> _PROBLEM DETAILS_: Locate every line below that contains the word "corner" and copy it.

> _INFORMATION PROVIDED_:
>>

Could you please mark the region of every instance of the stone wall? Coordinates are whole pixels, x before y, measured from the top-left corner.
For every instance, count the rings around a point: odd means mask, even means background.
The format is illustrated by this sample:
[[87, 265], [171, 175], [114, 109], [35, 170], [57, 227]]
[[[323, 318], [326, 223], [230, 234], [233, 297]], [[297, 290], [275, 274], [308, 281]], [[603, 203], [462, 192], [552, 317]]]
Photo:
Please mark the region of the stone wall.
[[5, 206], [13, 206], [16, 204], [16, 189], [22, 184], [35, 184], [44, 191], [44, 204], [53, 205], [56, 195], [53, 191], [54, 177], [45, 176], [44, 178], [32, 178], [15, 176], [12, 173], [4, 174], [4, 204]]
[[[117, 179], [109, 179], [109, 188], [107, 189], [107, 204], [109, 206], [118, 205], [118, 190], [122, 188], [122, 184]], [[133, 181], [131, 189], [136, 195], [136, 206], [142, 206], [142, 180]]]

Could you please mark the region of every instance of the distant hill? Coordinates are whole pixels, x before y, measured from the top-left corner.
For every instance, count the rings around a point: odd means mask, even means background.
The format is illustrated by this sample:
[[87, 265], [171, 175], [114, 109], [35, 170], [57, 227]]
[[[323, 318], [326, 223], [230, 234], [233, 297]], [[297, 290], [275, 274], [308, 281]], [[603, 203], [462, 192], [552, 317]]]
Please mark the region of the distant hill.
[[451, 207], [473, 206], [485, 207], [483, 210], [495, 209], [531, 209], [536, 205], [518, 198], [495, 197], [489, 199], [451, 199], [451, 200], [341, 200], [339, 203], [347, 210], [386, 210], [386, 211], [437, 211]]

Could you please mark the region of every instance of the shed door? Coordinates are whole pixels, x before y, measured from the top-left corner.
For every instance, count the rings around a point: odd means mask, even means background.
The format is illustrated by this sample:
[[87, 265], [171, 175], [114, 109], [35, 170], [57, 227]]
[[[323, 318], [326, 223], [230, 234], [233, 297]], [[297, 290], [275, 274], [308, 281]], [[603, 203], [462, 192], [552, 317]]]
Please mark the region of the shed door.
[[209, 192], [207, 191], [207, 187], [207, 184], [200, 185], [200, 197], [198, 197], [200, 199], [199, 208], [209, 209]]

<<

> _OUTPUT FOR THIS EXERCISE_:
Could you please mark the region of every instance of the stone wall? Coordinates are whole pixels, x before y, measured from the top-left corner.
Could you please mark the region of every instance of the distant hill? Coordinates are whole pixels, x before y, measured from the top-left corner.
Could you please mark the region of every instance of the shed door? Coordinates are whole pixels, x before y, measured from the top-left corner.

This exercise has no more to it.